Actions to take:
1: Reproduce everything from "Five Principles for" down to "unduly impeding innovation." in the text on principles for successful regulations, replacing "regulators" with "public agencies".
2: Write the next portion of the text on principles for successful regulations, picking up after its final sentence.
Start of Selected extract
Five Principles for Successful Regulations

We have previously described how regulators can design regulations to focus scrutiny on areas where genuine, real-life hazards require practical risk assessment and management. As we noted, the past half-century of experience has provided five simple principles that make successful regulations without unduly impeding innovation.

1. The primary purpose of regulation is to advance safety. Policymakers should resist temptations to use regulation to advance other objectives. Regulation loses efficacy and credibility when other interests—such as protecting a trade advantage or shaping national land use patterns—creep into the equation. Effective regulations avoid this.

2. The first requirement for credible and effective regulations is to focus on products with genuine hazards. Millennia of experience has given humans deep familiarity with hazards associated with new crop varieties, such as ingesting toxins, allergens, or microbial disease from poor food preparation. Unfamiliar and novel hazards in this space are vanishingly rare, reflecting that humans and our ancestors have always been opportunistic omnivores.

3. Risk is created by exposure to a hazard (R = H x E). If a product does not have a trait or characteristic hazardous to humans, it presents no risk; its use provides no opportunity of exposure to a hazard, and no excuse for regulation. The fact that a law provides authority to regulate products in a certain category does not mean that it makes sense, produces a safety benefit return on the investment, to do so. Most regulations applied to innovations derived through genetic technologies presume some risk exists without taking the prerequisite step of identifying a hazard or articulating a credible exposure scenario. Such regulations do nothing to protect against real risks. They erode respect for regulation generally, are not fit for purpose, and should be set aside.
End of Selected extract
Start of Raw data
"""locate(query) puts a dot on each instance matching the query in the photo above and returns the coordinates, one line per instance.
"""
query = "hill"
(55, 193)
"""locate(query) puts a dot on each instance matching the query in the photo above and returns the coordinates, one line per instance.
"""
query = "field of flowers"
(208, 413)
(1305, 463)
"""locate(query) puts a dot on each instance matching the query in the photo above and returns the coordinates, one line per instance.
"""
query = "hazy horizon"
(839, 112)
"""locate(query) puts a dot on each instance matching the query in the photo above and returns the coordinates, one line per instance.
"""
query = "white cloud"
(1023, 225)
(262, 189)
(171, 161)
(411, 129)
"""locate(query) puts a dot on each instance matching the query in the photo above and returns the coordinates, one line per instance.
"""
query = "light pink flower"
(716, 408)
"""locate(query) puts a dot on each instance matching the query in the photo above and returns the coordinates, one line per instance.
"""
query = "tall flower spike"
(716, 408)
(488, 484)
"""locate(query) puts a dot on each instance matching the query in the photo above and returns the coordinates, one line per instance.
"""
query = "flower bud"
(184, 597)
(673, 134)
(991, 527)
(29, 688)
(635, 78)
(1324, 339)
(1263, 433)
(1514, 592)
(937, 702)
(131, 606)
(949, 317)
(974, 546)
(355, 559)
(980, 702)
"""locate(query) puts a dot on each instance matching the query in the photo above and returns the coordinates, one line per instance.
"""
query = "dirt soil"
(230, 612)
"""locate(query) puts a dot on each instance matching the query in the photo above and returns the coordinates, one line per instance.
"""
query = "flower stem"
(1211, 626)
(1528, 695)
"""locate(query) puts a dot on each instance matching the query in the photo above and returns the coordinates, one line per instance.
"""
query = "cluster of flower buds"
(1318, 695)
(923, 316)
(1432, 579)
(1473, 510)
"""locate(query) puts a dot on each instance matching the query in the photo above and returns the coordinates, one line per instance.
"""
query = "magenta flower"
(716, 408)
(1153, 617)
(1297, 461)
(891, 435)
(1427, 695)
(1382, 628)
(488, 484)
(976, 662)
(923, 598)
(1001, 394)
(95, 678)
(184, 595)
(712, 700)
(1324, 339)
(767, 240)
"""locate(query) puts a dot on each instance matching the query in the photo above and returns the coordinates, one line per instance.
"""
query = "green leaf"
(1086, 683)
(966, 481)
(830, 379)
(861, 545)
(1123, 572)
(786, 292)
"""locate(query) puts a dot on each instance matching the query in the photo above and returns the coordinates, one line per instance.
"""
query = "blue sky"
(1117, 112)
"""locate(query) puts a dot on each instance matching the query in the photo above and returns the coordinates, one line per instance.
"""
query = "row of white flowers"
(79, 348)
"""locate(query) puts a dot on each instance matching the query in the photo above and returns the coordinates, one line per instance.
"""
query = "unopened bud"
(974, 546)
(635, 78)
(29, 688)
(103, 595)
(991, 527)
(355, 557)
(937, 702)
End of Raw data
Answers to the exercises:
1:
Five Principles for Successful Regulations

We have previously described how public agencies can design regulations to focus scrutiny on areas where genuine, real-life hazards require practical risk assessment and management. As we noted, the past half-century of experience has provided five simple principles that make successful regulations without unduly impeding innovation.

2:
4. Successful regulations seek to avoid unreasonable risk, not achieve zero risk. Reasonable people may disagree about where to draw the line between acceptable and unacceptable levels of risk, but no reasonable person seeks zero risk—which is unachievable.

5. Successful regulations evaluate relative risk, not absolute risk. Establishing the absolute risk associated with a product can be very difficult. But it is much easier to determine its relative risk—in effect, comparing the potential dangers of a new product with those of the old one it would supplant. Regulations that presume to establish the level of absolute risk have needlessly obstructed R&D on many innovations with no credible hazards. Such regulations undermine the public good.

A regulatory framework grounded in these solid lessons from experience would (and should) reduce or eliminate the vast majority of regulations for crops, microbes, and livestock improved through genetic technologies in the United States and worldwide. This would dramatically improve human welfare.

Moving Forward

What concrete steps can regulators take to modernize regulations for crops, livestock, and microbes improved through biotechnology?

The first step should be to discard regulatory triggers based on the use of a specific production technology. These should be replaced with triggers based on demonstrated or plausible hazards of a product to humans, livestock, wildlife, or ecosystems.

The second step would reorient risk assessment to focus on potential exposure to hazards that would produce an unacceptable level of risk. This should take place in a bureaucratic culture with a predisposition to accelerate approval and adoption of novel products with a lower potential for unacceptable levels of risk compared to existing products. This means regulators must resist the temptation to demand answers to questions that may be nice to know but have little or no utility for mitigating unreasonable risks—for example, requiring animal feeding safety trials to duplicate those already performed in other jurisdictions. To date, very few regulators have been able to resist this temptation. This must change.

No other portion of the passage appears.